[The task]: The word "column" may appear in the records below. Report how many lines contain it, and write nothing besides the number.

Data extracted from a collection
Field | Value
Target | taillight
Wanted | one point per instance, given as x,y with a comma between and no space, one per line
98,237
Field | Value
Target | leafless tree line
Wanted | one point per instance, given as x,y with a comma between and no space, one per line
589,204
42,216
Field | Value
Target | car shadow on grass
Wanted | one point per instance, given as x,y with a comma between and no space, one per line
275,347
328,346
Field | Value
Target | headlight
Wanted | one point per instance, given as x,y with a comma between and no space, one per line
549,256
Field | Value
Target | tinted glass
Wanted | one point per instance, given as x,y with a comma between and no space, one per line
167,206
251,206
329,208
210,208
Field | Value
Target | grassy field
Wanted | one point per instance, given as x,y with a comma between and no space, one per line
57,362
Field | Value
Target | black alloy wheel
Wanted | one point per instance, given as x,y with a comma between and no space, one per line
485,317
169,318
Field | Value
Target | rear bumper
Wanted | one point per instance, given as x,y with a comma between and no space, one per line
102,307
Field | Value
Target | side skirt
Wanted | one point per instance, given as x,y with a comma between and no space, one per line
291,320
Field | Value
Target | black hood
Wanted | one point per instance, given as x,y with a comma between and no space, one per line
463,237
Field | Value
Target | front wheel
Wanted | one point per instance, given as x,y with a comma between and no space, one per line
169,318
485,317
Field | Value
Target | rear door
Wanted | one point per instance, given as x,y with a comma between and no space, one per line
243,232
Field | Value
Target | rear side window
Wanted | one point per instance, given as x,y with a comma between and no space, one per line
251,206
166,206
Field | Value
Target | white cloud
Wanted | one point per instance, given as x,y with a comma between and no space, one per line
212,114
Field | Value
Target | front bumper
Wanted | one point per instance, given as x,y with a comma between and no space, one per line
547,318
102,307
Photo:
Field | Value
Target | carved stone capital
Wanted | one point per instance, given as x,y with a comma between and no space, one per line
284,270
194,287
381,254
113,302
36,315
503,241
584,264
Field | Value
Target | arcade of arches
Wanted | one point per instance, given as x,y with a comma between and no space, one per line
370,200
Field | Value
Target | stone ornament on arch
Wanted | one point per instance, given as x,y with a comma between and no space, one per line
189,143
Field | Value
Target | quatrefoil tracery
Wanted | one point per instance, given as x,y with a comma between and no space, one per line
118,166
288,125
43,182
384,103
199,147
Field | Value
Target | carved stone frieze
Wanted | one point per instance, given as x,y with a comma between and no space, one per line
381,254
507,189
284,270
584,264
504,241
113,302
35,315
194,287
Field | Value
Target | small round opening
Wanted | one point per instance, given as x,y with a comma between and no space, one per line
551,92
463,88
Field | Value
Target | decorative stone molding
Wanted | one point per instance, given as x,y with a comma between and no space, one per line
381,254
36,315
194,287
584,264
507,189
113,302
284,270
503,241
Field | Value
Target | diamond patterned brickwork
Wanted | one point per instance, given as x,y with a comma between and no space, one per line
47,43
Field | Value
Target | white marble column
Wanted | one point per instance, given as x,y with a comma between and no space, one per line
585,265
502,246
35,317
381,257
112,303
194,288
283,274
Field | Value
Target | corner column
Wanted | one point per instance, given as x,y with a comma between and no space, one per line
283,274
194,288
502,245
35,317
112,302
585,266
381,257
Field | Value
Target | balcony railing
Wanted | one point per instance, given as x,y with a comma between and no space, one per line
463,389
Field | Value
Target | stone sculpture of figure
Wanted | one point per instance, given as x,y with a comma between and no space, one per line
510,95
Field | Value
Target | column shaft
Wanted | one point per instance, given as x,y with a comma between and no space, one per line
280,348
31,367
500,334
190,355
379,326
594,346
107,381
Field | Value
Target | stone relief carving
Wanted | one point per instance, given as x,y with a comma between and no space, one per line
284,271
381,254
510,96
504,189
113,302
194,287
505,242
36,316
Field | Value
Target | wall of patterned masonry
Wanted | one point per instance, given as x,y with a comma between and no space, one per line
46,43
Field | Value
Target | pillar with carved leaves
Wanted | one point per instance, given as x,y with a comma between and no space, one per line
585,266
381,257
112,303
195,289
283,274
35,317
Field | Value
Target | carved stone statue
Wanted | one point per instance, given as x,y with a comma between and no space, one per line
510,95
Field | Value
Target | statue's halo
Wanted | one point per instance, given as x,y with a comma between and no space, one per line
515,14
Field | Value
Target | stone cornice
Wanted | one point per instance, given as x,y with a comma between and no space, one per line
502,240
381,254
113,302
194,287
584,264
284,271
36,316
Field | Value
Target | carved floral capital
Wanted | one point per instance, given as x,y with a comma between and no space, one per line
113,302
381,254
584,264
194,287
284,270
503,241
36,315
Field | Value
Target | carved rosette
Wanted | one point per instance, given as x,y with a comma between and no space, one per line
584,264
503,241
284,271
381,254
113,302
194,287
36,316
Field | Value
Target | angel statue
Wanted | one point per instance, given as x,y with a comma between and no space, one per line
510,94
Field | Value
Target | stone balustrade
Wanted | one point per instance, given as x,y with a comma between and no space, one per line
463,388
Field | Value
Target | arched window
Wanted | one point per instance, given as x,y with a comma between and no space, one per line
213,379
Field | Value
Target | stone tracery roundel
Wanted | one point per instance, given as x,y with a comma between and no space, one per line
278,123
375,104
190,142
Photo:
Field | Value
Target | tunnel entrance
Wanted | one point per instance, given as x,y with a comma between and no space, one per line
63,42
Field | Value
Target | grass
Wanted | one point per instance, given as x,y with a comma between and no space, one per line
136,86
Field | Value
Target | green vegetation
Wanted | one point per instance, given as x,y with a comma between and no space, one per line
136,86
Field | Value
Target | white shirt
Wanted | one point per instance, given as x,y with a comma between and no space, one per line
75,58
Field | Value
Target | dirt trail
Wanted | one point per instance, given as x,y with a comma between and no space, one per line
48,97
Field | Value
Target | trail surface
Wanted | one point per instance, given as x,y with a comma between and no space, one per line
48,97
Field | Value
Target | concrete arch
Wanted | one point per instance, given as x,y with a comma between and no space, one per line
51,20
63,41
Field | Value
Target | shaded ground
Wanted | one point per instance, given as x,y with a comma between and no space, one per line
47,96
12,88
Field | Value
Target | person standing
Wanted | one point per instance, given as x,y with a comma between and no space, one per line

[Reply]: 3